» **Given data**:

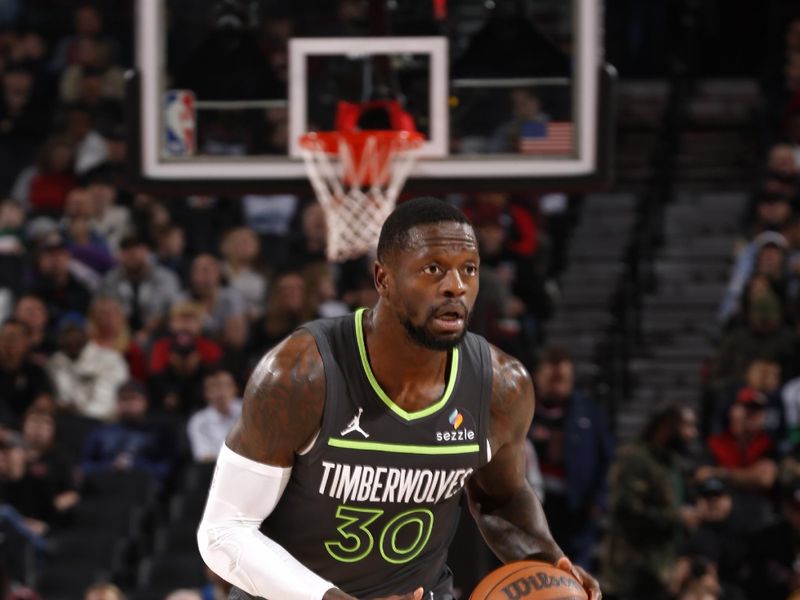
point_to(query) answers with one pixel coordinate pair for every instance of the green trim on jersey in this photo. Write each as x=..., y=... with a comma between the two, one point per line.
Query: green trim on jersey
x=403, y=448
x=362, y=351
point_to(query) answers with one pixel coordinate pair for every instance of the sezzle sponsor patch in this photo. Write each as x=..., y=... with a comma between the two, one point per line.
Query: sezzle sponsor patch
x=457, y=425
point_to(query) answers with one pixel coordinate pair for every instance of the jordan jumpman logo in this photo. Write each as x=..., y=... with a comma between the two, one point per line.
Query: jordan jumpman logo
x=354, y=425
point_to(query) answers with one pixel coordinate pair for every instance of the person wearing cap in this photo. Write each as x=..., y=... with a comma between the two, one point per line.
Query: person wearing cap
x=208, y=427
x=132, y=441
x=762, y=333
x=178, y=360
x=86, y=375
x=145, y=289
x=22, y=381
x=647, y=513
x=575, y=449
x=219, y=301
x=721, y=534
x=774, y=571
x=767, y=253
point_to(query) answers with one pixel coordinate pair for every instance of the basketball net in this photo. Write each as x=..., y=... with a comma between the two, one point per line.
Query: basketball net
x=357, y=176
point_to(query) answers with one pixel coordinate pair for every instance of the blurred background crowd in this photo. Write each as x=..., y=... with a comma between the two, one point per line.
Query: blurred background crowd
x=129, y=324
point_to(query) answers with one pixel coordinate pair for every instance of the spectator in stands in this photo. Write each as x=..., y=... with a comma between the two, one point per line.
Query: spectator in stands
x=722, y=532
x=47, y=461
x=321, y=291
x=103, y=591
x=286, y=310
x=12, y=232
x=763, y=333
x=235, y=343
x=44, y=186
x=84, y=243
x=87, y=22
x=20, y=120
x=132, y=441
x=18, y=505
x=55, y=280
x=109, y=329
x=783, y=175
x=184, y=595
x=171, y=249
x=646, y=504
x=574, y=448
x=218, y=301
x=744, y=455
x=178, y=360
x=774, y=570
x=145, y=289
x=509, y=240
x=91, y=148
x=208, y=428
x=91, y=56
x=240, y=251
x=86, y=375
x=32, y=311
x=22, y=381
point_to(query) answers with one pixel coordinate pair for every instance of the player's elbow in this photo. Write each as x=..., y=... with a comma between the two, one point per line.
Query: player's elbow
x=213, y=550
x=204, y=546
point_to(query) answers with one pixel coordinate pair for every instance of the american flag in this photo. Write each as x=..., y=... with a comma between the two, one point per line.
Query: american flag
x=540, y=137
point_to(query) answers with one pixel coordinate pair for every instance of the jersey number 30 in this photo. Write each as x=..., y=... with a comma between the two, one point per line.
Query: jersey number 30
x=358, y=527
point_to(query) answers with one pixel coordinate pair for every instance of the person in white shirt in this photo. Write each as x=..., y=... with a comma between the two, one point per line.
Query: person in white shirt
x=208, y=428
x=86, y=376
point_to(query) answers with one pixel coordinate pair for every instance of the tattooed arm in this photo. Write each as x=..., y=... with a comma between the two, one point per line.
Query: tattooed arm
x=508, y=513
x=283, y=403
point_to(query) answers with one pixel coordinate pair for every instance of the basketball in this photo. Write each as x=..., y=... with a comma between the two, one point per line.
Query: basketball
x=529, y=580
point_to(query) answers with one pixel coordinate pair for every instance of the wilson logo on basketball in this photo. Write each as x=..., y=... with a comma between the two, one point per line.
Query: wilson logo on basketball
x=520, y=588
x=459, y=427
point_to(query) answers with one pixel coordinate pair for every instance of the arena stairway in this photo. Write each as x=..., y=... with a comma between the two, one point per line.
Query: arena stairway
x=711, y=174
x=679, y=327
x=588, y=287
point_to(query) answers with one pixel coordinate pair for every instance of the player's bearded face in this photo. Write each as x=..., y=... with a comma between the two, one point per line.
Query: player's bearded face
x=424, y=332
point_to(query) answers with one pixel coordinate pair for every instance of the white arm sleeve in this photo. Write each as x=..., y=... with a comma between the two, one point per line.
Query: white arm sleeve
x=243, y=493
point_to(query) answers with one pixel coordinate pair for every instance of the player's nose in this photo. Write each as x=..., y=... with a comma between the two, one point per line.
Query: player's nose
x=453, y=285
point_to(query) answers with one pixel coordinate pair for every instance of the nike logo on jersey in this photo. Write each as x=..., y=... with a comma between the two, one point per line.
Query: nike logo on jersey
x=355, y=425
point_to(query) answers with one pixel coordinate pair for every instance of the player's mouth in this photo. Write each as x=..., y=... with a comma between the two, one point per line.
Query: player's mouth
x=451, y=321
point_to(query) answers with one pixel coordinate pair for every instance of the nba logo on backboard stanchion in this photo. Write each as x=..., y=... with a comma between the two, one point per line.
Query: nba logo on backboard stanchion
x=179, y=123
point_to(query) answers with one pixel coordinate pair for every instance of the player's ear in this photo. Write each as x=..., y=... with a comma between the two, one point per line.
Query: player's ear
x=381, y=275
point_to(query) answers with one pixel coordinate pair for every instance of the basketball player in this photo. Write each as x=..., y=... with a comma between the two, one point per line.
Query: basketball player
x=358, y=435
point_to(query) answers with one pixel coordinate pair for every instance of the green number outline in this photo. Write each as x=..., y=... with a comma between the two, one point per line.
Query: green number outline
x=350, y=515
x=396, y=524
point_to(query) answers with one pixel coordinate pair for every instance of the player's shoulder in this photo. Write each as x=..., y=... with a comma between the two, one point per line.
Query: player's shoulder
x=296, y=360
x=510, y=378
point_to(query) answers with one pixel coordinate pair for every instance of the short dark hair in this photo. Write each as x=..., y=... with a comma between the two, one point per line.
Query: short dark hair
x=419, y=211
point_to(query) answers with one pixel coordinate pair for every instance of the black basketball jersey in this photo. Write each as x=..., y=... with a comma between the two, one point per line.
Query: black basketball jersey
x=374, y=504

» **Aim of the task**: Render every line of the entries above as a JSON list of strings, one string per line, with blank lines dropped. Leave the pictures out.

» **The completed task**:
[
  "point_to(query) answers with one pixel coordinate pair for every instance of the green trim on jersey in this photo. Write each as x=..., y=... with a comma between the two, one point per line.",
  "Query: green trim on jersey",
  "x=403, y=448",
  "x=362, y=351",
  "point_to(query) answers with one pixel coordinate pair for every instance of the sezzle sponsor patch in this photo. Write each as x=..., y=... with a comma between the two, one point per line.",
  "Query: sezzle sponsor patch",
  "x=457, y=425",
  "point_to(query) answers with one pixel coordinate pair for every instance of the jordan jumpman logo in this photo. Write each as x=..., y=... with a comma between the two, one point per line.",
  "Query: jordan jumpman logo",
  "x=354, y=425",
  "point_to(query) answers with one pixel coordinate pair for every instance of the person wearing cap in this photo. Write each as x=..., y=... with a comma between the two, one point per line.",
  "Query: person wearing cap",
  "x=208, y=427",
  "x=132, y=441",
  "x=762, y=333",
  "x=178, y=360",
  "x=86, y=375",
  "x=145, y=289",
  "x=22, y=381",
  "x=647, y=513",
  "x=575, y=449",
  "x=219, y=301",
  "x=721, y=534",
  "x=774, y=571",
  "x=767, y=253",
  "point_to(query) answers with one pixel coordinate pair for every instance of the basketball net in this photo. Write each as x=..., y=... with a comma between the two, one point per line.",
  "Query: basketball net",
  "x=357, y=176",
  "point_to(query) answers with one pixel coordinate pair for every instance of the blurred background crowd in this photo. Write each as x=..., y=... with a comma between the two, one point per line.",
  "Query: blurred background crowd",
  "x=129, y=324",
  "point_to(query) answers with one pixel coordinate pair for every instance of the spectator in stands in this photo. Write each as x=..., y=... with a comma between the two, one point per line.",
  "Query: spectator in stands",
  "x=722, y=532",
  "x=47, y=461",
  "x=321, y=291",
  "x=103, y=591",
  "x=286, y=310",
  "x=12, y=232",
  "x=763, y=333",
  "x=235, y=343",
  "x=44, y=186",
  "x=84, y=243",
  "x=87, y=22",
  "x=20, y=120",
  "x=132, y=441",
  "x=18, y=505",
  "x=55, y=280",
  "x=109, y=329",
  "x=783, y=175",
  "x=184, y=595",
  "x=171, y=249",
  "x=646, y=504",
  "x=574, y=448",
  "x=218, y=301",
  "x=744, y=455",
  "x=178, y=360",
  "x=774, y=570",
  "x=145, y=289",
  "x=509, y=240",
  "x=91, y=148",
  "x=208, y=428",
  "x=91, y=56",
  "x=240, y=251",
  "x=86, y=375",
  "x=32, y=311",
  "x=22, y=381",
  "point_to(query) answers with one pixel coordinate pair for every instance of the player's elbow in this photo. Write each as x=..., y=... with a comma between the two, one point per line.",
  "Query: player's elbow",
  "x=213, y=550",
  "x=204, y=546",
  "point_to(query) answers with one pixel coordinate pair for every instance of the american flag in this photo. Write each as x=..., y=... with a comma between the two, one point per line.",
  "Query: american flag",
  "x=540, y=137",
  "point_to(query) answers with one pixel coordinate pair for every instance of the jersey number 30 in this photo. Write each as x=..., y=... with a comma between the two, one point per line.",
  "Query: jersey number 30",
  "x=358, y=527",
  "point_to(query) answers with one pixel coordinate pair for every instance of the person in white shirt in this photo. Write each as x=..., y=... with a comma between the two, one point per line.",
  "Query: person in white shirt",
  "x=208, y=428",
  "x=86, y=376",
  "point_to(query) answers with one pixel coordinate pair for every instance of the tattooed arm in this photo. Write each as x=..., y=... with a comma between the two, one point per line.",
  "Query: tattooed arm",
  "x=508, y=513",
  "x=283, y=403",
  "point_to(query) answers with one pixel coordinate pair for every instance of the basketball in this photo. Write each as x=..., y=... with a comma between the two, one point per line.",
  "Query: basketball",
  "x=529, y=580",
  "point_to(query) answers with one pixel coordinate pair for every instance of the wilson logo on basketball in this photo. Write each as x=..., y=... with a comma between the two, one point per line.",
  "Query: wilson logo on basketball",
  "x=520, y=588",
  "x=459, y=427",
  "point_to(query) answers with one pixel coordinate pair for every instance of the arena stairway in this photo. Write each as x=..., y=... with a comma between the two, one point per line.",
  "Query: arena stairway",
  "x=711, y=174",
  "x=679, y=327",
  "x=588, y=287",
  "point_to(query) answers with one pixel coordinate pair for every instance of the player's bearded face in this photo. Write each as x=..., y=... with a comma between the two, one point per line.",
  "Query: player's bearded face",
  "x=424, y=332",
  "point_to(query) answers with one pixel coordinate pair for every instance of the white arm sleeve in this photo. Write each as x=..., y=... with a comma between the two, one point per line.",
  "Query: white arm sleeve",
  "x=243, y=493",
  "point_to(query) answers with one pixel coordinate pair for every instance of the player's nose in this photo. Write each as x=..., y=... with a comma between the two, one point per line.",
  "Query: player's nose",
  "x=453, y=285",
  "point_to(query) answers with one pixel coordinate pair for every instance of the nike logo on jersey in this photo. Write each as x=..., y=... with a comma between the two, one point per line.",
  "Query: nike logo on jersey",
  "x=355, y=425",
  "point_to(query) answers with one pixel coordinate pair for every instance of the player's mouth in this photo. Write each as x=..., y=... with a comma between the two, one point per line.",
  "Query: player's mouth",
  "x=451, y=321",
  "point_to(query) answers with one pixel coordinate pair for every instance of the nba logo on backboard stanchion in this photo. Write each as x=..., y=... with a comma between the two, one point per line.",
  "Query: nba logo on backboard stanchion",
  "x=179, y=123",
  "point_to(query) answers with one pixel coordinate pair for every instance of the player's ear in this photo. Write each as x=..., y=... with a comma between the two, one point per line.",
  "Query: player's ear",
  "x=381, y=275",
  "point_to(query) answers with one pixel coordinate pair for every instance of the basketball player in this photo. Write each as x=..., y=... with a comma between the two, one point per line.",
  "Query: basketball player",
  "x=358, y=435",
  "point_to(query) answers with one pixel coordinate pair for every instance of the green number outline in this photo. Write each as x=..., y=... with a comma between the two, one point per line.",
  "Query: green number outline",
  "x=350, y=515",
  "x=396, y=524",
  "point_to(query) answers with one pixel coordinate pair for every instance of the player's shoulder in this photo. Write each as x=..., y=... with a comma between the two, one point per line.",
  "Query: player's shoulder",
  "x=296, y=360",
  "x=510, y=378",
  "point_to(query) answers with one pixel coordinate pair for every instance of the short dark hair in this photo. Write each as x=..., y=... with a comma between the two, one point per line.",
  "Query: short dark hair",
  "x=419, y=211",
  "point_to(query) answers with one pixel coordinate pair for every instance of the black basketball jersey in this photo. Write each as x=..., y=... with a comma between the two, one point per line.",
  "Query: black basketball jersey",
  "x=374, y=504"
]